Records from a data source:
#####
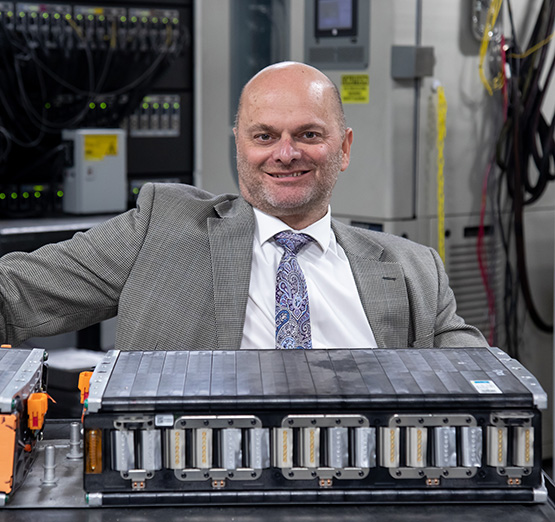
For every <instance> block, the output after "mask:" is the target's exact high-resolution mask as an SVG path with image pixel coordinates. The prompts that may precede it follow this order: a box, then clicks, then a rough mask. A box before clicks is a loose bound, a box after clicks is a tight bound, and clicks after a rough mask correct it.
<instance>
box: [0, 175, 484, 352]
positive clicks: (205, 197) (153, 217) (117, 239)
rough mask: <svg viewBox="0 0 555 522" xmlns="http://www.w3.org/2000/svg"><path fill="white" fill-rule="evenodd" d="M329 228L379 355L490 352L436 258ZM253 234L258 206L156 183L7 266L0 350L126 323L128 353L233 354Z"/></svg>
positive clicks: (239, 327)
mask: <svg viewBox="0 0 555 522" xmlns="http://www.w3.org/2000/svg"><path fill="white" fill-rule="evenodd" d="M332 226H333V229H334V231H335V234H336V236H337V240H338V242H339V244H340V245H341V246H342V247H343V249H344V250H345V252H346V255H347V257H348V259H349V261H350V263H351V266H352V270H353V274H354V277H355V281H356V284H357V287H358V290H359V293H360V297H361V299H362V304H363V307H364V310H365V312H366V316H367V318H368V321H369V323H370V325H371V327H372V330H373V331H374V334H375V337H376V341H377V343H378V345H379V346H380V347H406V346H414V347H431V346H483V345H486V341H485V340H484V338H483V337H482V335H481V334H480V333H479V331H478V330H476V329H475V328H473V327H471V326H469V325H466V324H465V323H464V321H463V320H462V319H461V318H460V317H459V316H457V315H456V311H455V309H456V305H455V300H454V297H453V293H452V291H451V289H450V288H449V285H448V280H447V276H446V274H445V271H444V269H443V265H442V263H441V261H440V260H439V257H438V255H437V254H436V253H435V252H434V251H433V250H432V249H430V248H427V247H424V246H422V245H417V244H415V243H412V242H410V241H408V240H405V239H402V238H399V237H396V236H391V235H388V234H382V233H378V232H372V231H367V230H362V229H357V228H354V227H349V226H346V225H343V224H341V223H339V222H336V221H333V224H332ZM254 227H255V220H254V213H253V211H252V207H251V206H250V205H249V204H248V203H246V202H245V201H244V200H243V199H242V198H241V197H239V196H234V195H220V196H213V195H212V194H208V193H206V192H203V191H201V190H198V189H196V188H194V187H190V186H187V185H168V184H147V185H145V186H144V187H143V189H142V191H141V194H140V196H139V200H138V204H137V208H136V209H134V210H131V211H129V212H126V213H124V214H122V215H120V216H118V217H116V218H114V219H112V220H110V221H107V222H106V223H103V224H102V225H100V226H98V227H95V228H93V229H91V230H89V231H88V232H86V233H78V234H76V235H75V236H74V237H73V238H72V239H71V240H69V241H64V242H62V243H58V244H55V245H47V246H45V247H42V248H40V249H39V250H37V251H35V252H33V253H31V254H25V253H10V254H7V255H5V256H4V257H3V258H2V259H1V262H0V295H1V299H2V301H1V303H0V304H1V308H0V313H1V316H2V317H1V319H0V340H1V341H2V342H8V343H11V344H13V345H18V344H19V343H21V342H22V341H23V340H25V339H27V338H29V337H34V336H46V335H53V334H56V333H61V332H66V331H73V330H77V329H81V328H83V327H85V326H88V325H91V324H94V323H96V322H98V321H101V320H104V319H107V318H110V317H113V316H115V315H116V314H117V315H118V329H117V336H116V348H119V349H122V350H133V349H136V350H152V349H165V350H180V349H188V350H205V349H220V350H236V349H238V348H239V346H240V344H241V336H242V330H243V323H244V318H245V311H246V304H247V297H248V288H249V279H250V270H251V258H252V242H253V233H254ZM268 284H273V282H269V283H268Z"/></svg>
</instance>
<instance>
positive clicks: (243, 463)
mask: <svg viewBox="0 0 555 522" xmlns="http://www.w3.org/2000/svg"><path fill="white" fill-rule="evenodd" d="M546 407H547V395H546V393H545V392H544V391H543V390H542V388H541V386H540V384H539V383H538V381H537V380H536V379H535V378H534V376H533V375H531V374H530V372H528V371H527V370H526V369H525V368H524V367H523V366H522V365H521V364H520V363H519V362H518V361H516V360H514V359H512V358H511V357H509V356H508V355H507V354H506V353H505V352H503V351H502V350H500V349H498V348H438V349H435V348H429V349H354V350H351V349H344V350H341V349H334V350H240V351H168V352H165V351H128V352H120V351H110V352H107V354H106V356H105V358H104V359H103V360H102V362H101V363H99V364H98V365H97V367H96V369H95V372H94V374H93V376H92V378H91V382H90V392H89V397H88V400H87V402H86V403H85V408H86V410H85V415H84V437H85V441H84V445H85V468H84V487H85V490H86V492H87V499H88V502H89V504H90V505H128V504H133V505H136V504H137V503H140V504H143V505H151V504H152V505H154V504H185V505H187V504H214V503H220V504H253V503H254V504H256V503H268V502H270V503H311V504H314V503H392V502H393V503H397V502H469V501H471V502H484V501H486V502H494V501H513V502H543V501H545V500H546V499H547V493H546V488H545V486H544V484H543V476H542V472H541V410H542V409H545V408H546Z"/></svg>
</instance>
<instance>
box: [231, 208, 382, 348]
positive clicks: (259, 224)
mask: <svg viewBox="0 0 555 522" xmlns="http://www.w3.org/2000/svg"><path fill="white" fill-rule="evenodd" d="M254 215H255V217H256V230H255V233H254V240H253V252H252V268H251V280H250V286H249V297H248V301H247V312H246V318H245V326H244V328H243V340H242V343H241V349H249V348H258V349H273V348H275V284H276V272H277V267H278V265H279V262H280V260H281V256H282V255H283V248H282V247H280V246H279V245H277V244H276V243H275V241H274V240H273V236H274V235H275V234H277V233H278V232H281V231H283V230H292V229H291V228H290V227H288V226H287V225H286V224H285V223H284V222H283V221H281V220H280V219H278V218H275V217H273V216H269V215H268V214H265V213H263V212H261V211H260V210H258V209H254ZM294 232H298V233H301V232H302V233H303V234H308V235H309V236H311V237H312V238H314V240H315V241H312V242H310V243H309V244H308V245H307V246H305V247H304V248H303V249H302V250H301V251H300V252H299V253H298V254H297V259H298V261H299V265H300V267H301V269H302V271H303V273H304V276H305V279H306V285H307V289H308V300H309V306H310V324H311V328H312V346H313V348H376V346H377V344H376V339H375V338H374V334H373V333H372V329H371V328H370V325H369V324H368V320H367V318H366V314H365V313H364V309H363V308H362V303H361V301H360V297H359V295H358V290H357V287H356V284H355V280H354V277H353V273H352V271H351V266H350V264H349V260H348V259H347V256H346V255H345V252H344V250H343V249H342V248H341V246H339V245H338V244H337V241H336V238H335V234H334V233H333V230H332V228H331V214H330V210H329V208H328V213H327V214H326V215H325V216H324V217H323V218H322V219H320V220H319V221H317V222H316V223H313V224H312V225H310V226H309V227H307V228H305V229H303V230H295V231H294Z"/></svg>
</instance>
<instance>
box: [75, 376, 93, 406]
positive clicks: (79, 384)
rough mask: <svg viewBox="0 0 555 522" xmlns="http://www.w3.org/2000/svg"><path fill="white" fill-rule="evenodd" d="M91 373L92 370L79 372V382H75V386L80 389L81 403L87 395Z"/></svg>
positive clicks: (88, 393) (89, 387)
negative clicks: (91, 370) (86, 371)
mask: <svg viewBox="0 0 555 522" xmlns="http://www.w3.org/2000/svg"><path fill="white" fill-rule="evenodd" d="M92 373H93V372H81V373H80V374H79V383H78V384H77V387H78V388H79V389H80V390H81V404H83V403H84V402H85V401H86V400H87V398H88V397H89V388H90V386H91V377H92Z"/></svg>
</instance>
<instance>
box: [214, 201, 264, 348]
mask: <svg viewBox="0 0 555 522" xmlns="http://www.w3.org/2000/svg"><path fill="white" fill-rule="evenodd" d="M214 209H215V211H216V213H217V214H218V215H219V216H220V217H218V218H208V237H209V241H210V253H211V256H212V259H211V260H209V259H207V260H206V262H207V263H209V262H212V276H213V282H214V305H215V312H216V328H217V335H218V348H219V349H220V350H238V349H239V348H240V346H241V339H242V335H243V325H244V322H245V311H246V308H247V299H248V292H249V283H250V273H251V264H252V241H253V235H254V227H255V221H254V214H253V211H252V207H251V206H250V205H249V204H248V203H246V202H245V200H243V199H242V198H240V197H239V198H237V199H236V200H233V201H225V202H223V203H220V204H219V205H216V206H215V207H214Z"/></svg>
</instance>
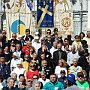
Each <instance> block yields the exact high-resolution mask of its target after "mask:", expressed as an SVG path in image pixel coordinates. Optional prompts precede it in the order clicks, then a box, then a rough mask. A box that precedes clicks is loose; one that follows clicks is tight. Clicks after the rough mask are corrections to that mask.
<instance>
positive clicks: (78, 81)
mask: <svg viewBox="0 0 90 90" xmlns="http://www.w3.org/2000/svg"><path fill="white" fill-rule="evenodd" d="M76 85H77V86H78V87H79V88H81V89H82V90H90V88H89V83H88V82H87V81H85V77H84V74H83V72H78V73H77V80H76Z"/></svg>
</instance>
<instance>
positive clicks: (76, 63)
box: [73, 58, 78, 66]
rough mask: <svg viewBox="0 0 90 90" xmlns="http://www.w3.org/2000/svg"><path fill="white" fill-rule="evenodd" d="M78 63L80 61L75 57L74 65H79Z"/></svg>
mask: <svg viewBox="0 0 90 90" xmlns="http://www.w3.org/2000/svg"><path fill="white" fill-rule="evenodd" d="M77 63H78V60H77V58H74V59H73V65H74V66H77Z"/></svg>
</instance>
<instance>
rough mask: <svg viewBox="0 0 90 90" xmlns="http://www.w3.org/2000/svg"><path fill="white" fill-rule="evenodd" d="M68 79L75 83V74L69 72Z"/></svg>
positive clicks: (67, 76)
mask: <svg viewBox="0 0 90 90" xmlns="http://www.w3.org/2000/svg"><path fill="white" fill-rule="evenodd" d="M67 80H69V81H70V82H71V83H72V84H74V83H75V75H74V74H68V75H67Z"/></svg>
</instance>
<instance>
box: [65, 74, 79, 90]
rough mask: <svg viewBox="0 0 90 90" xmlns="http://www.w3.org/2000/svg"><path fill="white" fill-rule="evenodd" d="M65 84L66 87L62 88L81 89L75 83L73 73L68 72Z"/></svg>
mask: <svg viewBox="0 0 90 90" xmlns="http://www.w3.org/2000/svg"><path fill="white" fill-rule="evenodd" d="M66 84H67V88H66V89H64V90H81V89H80V88H78V87H77V86H76V85H75V76H74V75H73V74H68V76H67V80H66Z"/></svg>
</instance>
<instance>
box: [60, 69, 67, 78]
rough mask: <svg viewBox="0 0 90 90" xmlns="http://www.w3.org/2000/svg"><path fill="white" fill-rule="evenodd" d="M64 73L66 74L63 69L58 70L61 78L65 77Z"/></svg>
mask: <svg viewBox="0 0 90 90" xmlns="http://www.w3.org/2000/svg"><path fill="white" fill-rule="evenodd" d="M65 74H66V73H65V70H61V71H60V75H61V77H62V78H63V77H65Z"/></svg>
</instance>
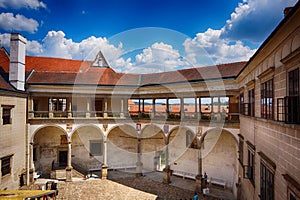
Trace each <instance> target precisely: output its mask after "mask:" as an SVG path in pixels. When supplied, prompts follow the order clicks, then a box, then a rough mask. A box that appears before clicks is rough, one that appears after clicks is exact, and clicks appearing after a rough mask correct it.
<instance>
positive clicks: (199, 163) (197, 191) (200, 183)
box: [196, 137, 204, 193]
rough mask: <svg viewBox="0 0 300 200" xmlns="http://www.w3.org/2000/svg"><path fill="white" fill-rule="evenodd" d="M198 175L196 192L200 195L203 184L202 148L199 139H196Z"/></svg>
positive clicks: (201, 141) (202, 188)
mask: <svg viewBox="0 0 300 200" xmlns="http://www.w3.org/2000/svg"><path fill="white" fill-rule="evenodd" d="M197 139H198V174H197V176H196V192H199V193H202V189H203V188H204V187H203V183H204V179H203V175H202V152H201V148H202V141H201V138H198V137H197Z"/></svg>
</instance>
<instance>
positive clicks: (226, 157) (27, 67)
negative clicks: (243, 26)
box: [0, 3, 300, 199]
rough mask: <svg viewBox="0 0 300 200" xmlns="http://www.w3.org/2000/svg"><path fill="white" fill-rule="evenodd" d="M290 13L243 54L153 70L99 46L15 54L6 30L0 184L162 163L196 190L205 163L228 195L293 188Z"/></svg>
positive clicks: (297, 65) (298, 184)
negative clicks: (229, 191) (80, 50)
mask: <svg viewBox="0 0 300 200" xmlns="http://www.w3.org/2000/svg"><path fill="white" fill-rule="evenodd" d="M299 15H300V9H299V3H298V4H297V5H296V6H295V8H293V9H292V10H291V11H290V13H289V14H288V15H287V16H286V17H285V19H284V20H283V21H282V22H281V24H279V26H278V27H277V28H276V29H275V31H274V32H273V33H272V34H271V35H270V36H269V38H268V39H267V40H266V41H265V42H264V43H263V45H262V46H261V47H260V48H259V50H258V51H257V52H256V54H255V55H254V56H253V57H252V58H251V59H250V60H249V61H248V62H238V63H229V64H222V65H216V66H209V67H202V68H193V69H185V70H179V71H174V72H164V73H157V74H123V73H117V72H115V71H114V70H113V69H112V68H110V67H109V65H108V63H107V62H106V60H105V58H104V57H103V55H102V53H101V52H99V54H98V55H97V56H96V58H95V60H94V61H79V60H68V59H58V58H47V57H36V56H25V44H26V40H25V39H24V38H23V37H22V36H21V35H19V34H12V39H11V50H10V54H8V53H7V52H6V50H5V49H1V51H0V61H1V62H0V63H1V64H0V68H1V70H0V71H1V75H2V76H0V88H1V93H0V94H1V95H2V96H0V104H1V114H0V115H1V116H2V118H1V119H2V123H1V124H0V130H1V134H0V137H1V138H0V144H1V154H0V158H1V174H0V189H4V188H9V189H12V188H17V187H18V186H19V185H22V184H21V182H22V181H23V182H24V183H26V184H30V183H31V182H33V179H34V177H37V175H40V176H42V177H51V178H57V179H65V180H66V181H72V177H76V176H83V175H85V174H87V173H88V172H93V173H94V174H97V175H99V176H101V177H102V178H106V176H107V173H109V172H108V170H109V169H122V170H127V171H132V172H135V173H136V175H141V174H142V173H144V172H148V171H163V174H164V178H163V180H162V181H163V182H164V183H169V181H170V179H171V177H170V173H169V172H170V170H172V172H173V174H176V175H180V176H183V177H189V178H193V179H195V190H201V187H204V184H203V182H202V183H201V181H202V177H203V176H202V175H203V174H204V172H205V173H207V174H208V178H209V181H210V182H211V183H215V184H218V185H221V186H224V187H225V188H227V189H230V190H232V192H233V193H234V194H235V196H236V197H237V199H299V196H300V195H299V192H300V188H299V183H300V179H299V177H300V160H299V157H300V126H299V124H300V121H299V114H298V113H299V112H300V110H299V109H300V106H299V104H300V102H299V87H300V86H299V84H300V83H299V78H300V75H299V67H300V66H299V57H300V56H299V48H300V27H299V23H300V21H299V20H298V19H300V16H299ZM8 116H10V117H8ZM10 118H12V121H10V120H9V119H10ZM3 133H4V134H3ZM14 134H15V135H16V137H12V135H14ZM17 138H18V139H17ZM8 163H9V167H7V166H8ZM2 166H5V167H2ZM8 169H9V170H10V171H9V173H8ZM100 171H101V173H100ZM3 174H4V175H3ZM18 181H19V182H18ZM200 183H201V184H200ZM200 186H201V187H200Z"/></svg>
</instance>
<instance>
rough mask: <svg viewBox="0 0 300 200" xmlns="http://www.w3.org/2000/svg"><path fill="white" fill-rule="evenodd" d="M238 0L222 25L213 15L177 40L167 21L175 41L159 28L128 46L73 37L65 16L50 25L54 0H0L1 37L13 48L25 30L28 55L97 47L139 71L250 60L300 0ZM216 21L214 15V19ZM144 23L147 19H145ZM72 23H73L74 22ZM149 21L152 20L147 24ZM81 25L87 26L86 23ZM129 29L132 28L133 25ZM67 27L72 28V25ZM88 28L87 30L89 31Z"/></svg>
mask: <svg viewBox="0 0 300 200" xmlns="http://www.w3.org/2000/svg"><path fill="white" fill-rule="evenodd" d="M236 1H237V3H236V6H235V7H233V8H232V11H231V12H230V9H228V10H226V12H227V13H225V14H224V13H223V15H226V14H227V17H226V18H222V19H218V24H219V25H218V26H215V27H211V26H210V23H209V22H210V19H206V20H207V22H206V23H205V24H206V25H205V26H203V27H201V29H202V30H203V31H198V32H195V31H194V32H195V33H188V32H186V33H185V32H184V33H183V34H184V35H186V37H185V38H184V39H182V38H181V37H178V39H176V37H177V35H176V34H177V32H178V30H176V31H173V29H171V28H172V27H171V26H170V27H168V26H166V25H165V27H166V28H165V35H167V36H168V38H171V37H172V38H175V39H174V41H172V42H170V41H167V40H164V39H161V41H159V37H158V36H155V35H156V34H155V28H154V29H151V32H149V33H148V34H149V35H153V37H155V40H153V42H152V41H151V40H149V42H146V43H145V44H146V45H140V46H139V48H136V49H134V48H132V47H133V46H134V45H132V46H130V45H129V46H130V48H128V47H129V46H128V45H127V44H128V41H118V42H117V43H116V42H115V41H112V40H113V38H114V34H111V33H109V34H107V35H105V33H103V35H100V36H87V37H85V38H81V39H78V37H76V38H72V36H68V35H67V34H66V31H65V30H64V29H63V28H60V26H64V24H63V22H61V24H60V20H61V21H63V19H62V18H60V19H56V21H55V23H57V24H58V25H57V27H59V28H58V29H54V28H53V29H50V30H49V28H48V27H47V23H49V24H50V20H49V22H48V21H47V18H46V17H45V18H43V17H42V16H43V15H46V16H47V15H48V16H49V17H51V16H53V15H55V13H56V10H55V7H53V5H52V3H50V2H47V1H39V0H0V8H1V14H0V31H1V32H0V33H1V34H0V40H1V44H2V46H4V47H6V48H9V38H10V34H9V32H11V31H14V32H21V33H22V34H23V35H25V37H27V38H28V44H27V54H29V55H37V56H50V57H60V58H70V59H93V58H94V56H95V54H96V53H97V51H98V50H101V51H102V52H103V54H104V55H105V57H106V59H107V60H108V62H109V63H110V65H111V66H112V67H113V68H114V69H115V70H116V71H122V72H134V73H151V72H158V71H170V70H176V69H182V68H189V67H193V66H203V65H212V64H219V63H228V62H236V61H247V60H248V59H249V58H250V57H251V56H252V55H253V54H254V52H255V51H256V50H257V48H258V47H259V45H260V44H261V43H262V42H263V41H264V40H265V39H266V37H267V36H268V35H269V34H270V33H271V31H272V30H273V29H274V28H275V27H276V25H277V24H278V23H279V22H280V20H282V18H283V8H284V7H286V6H293V5H294V4H295V3H296V2H297V0H242V1H238V0H236ZM75 2H76V1H75ZM69 3H70V2H69ZM74 4H76V3H74ZM61 6H63V5H61ZM76 6H78V5H74V7H76ZM158 6H159V5H158ZM74 9H75V8H74ZM174 9H175V8H174ZM213 11H214V7H213V6H211V12H213ZM80 12H81V13H78V15H80V16H85V15H87V13H89V11H88V9H87V10H81V11H80ZM187 12H188V11H187ZM30 13H34V14H30ZM199 15H200V14H199ZM125 18H126V17H125ZM118 20H120V19H118ZM213 20H214V19H211V21H213ZM89 21H90V20H89ZM128 21H129V20H128ZM157 21H159V20H157ZM52 23H53V22H52ZM55 23H54V24H55ZM120 23H122V22H120ZM170 23H171V22H170ZM215 23H217V22H215ZM83 24H84V22H83ZM141 24H143V23H142V22H141ZM141 24H139V25H137V26H136V27H134V26H133V27H131V28H137V29H136V31H134V32H133V33H132V32H130V33H128V32H123V33H121V34H125V35H126V34H131V35H126V37H124V38H129V39H128V40H132V41H135V37H139V33H141V32H142V31H141V30H142V29H143V28H141ZM220 24H221V25H220ZM68 25H69V26H70V23H68ZM117 25H118V24H116V26H117ZM145 25H148V24H147V23H145ZM52 26H55V25H52ZM81 26H82V27H83V25H81ZM81 26H78V27H74V26H73V29H74V30H75V29H76V31H78V30H77V29H80V27H81ZM110 26H112V25H110ZM161 26H162V27H163V26H164V25H161ZM174 27H176V26H174ZM51 28H52V27H51ZM108 28H109V27H108ZM126 28H127V29H130V27H126ZM163 28H164V27H163ZM66 29H67V28H66ZM123 30H124V29H123ZM67 32H70V30H69V29H68V31H67ZM85 32H88V31H87V30H85ZM79 33H80V30H79ZM84 34H87V35H89V34H88V33H82V35H84ZM90 35H92V34H90ZM130 38H131V39H130ZM125 44H126V45H125ZM128 49H130V50H128ZM128 52H129V53H128Z"/></svg>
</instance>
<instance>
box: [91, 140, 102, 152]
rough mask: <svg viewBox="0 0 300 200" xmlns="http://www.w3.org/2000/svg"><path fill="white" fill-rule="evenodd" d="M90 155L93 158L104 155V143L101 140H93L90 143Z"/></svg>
mask: <svg viewBox="0 0 300 200" xmlns="http://www.w3.org/2000/svg"><path fill="white" fill-rule="evenodd" d="M90 155H91V156H101V155H102V141H101V140H91V141H90Z"/></svg>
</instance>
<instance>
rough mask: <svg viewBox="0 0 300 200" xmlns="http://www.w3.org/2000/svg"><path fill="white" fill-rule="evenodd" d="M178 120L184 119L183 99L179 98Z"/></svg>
mask: <svg viewBox="0 0 300 200" xmlns="http://www.w3.org/2000/svg"><path fill="white" fill-rule="evenodd" d="M180 118H181V119H184V98H182V97H181V98H180Z"/></svg>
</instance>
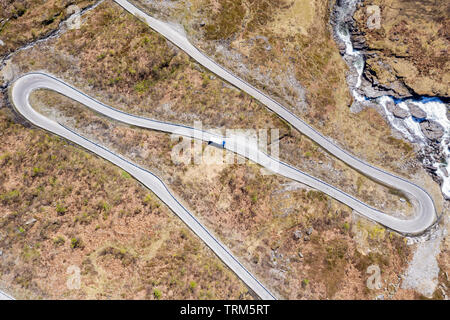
#####
REQUIRED ACTION:
Output the lines of the records as a JSON list of strings, one string per line, with blank lines and pictures left out. Begin at the start of the records and stop after the line that contains "positive clicks: (239, 327)", including that line.

PROBLEM SOLUTION:
[
  "For every <instance> block, the output after \"mask:\" is the target's exact high-resolution mask as an SVG path with image pixel coordinates. The prompts that may precede it follow this order: a box, then clicks, then a rough mask. A box before clicks is a loose bound, a box after clicks is a tight bound, and clicks after a rough mask correct it.",
  "<instance>",
  "box: [0, 175, 484, 352]",
  "positive clicks: (205, 197) (153, 217) (117, 239)",
  "rough mask: <svg viewBox=\"0 0 555 522\" xmlns=\"http://www.w3.org/2000/svg\"><path fill=\"white\" fill-rule=\"evenodd\" d=\"M329 228L379 355L490 352L436 258ZM253 234L258 206L156 183L7 266L0 350L126 323L128 353L233 354Z\"/></svg>",
  "positive clicks: (239, 327)"
]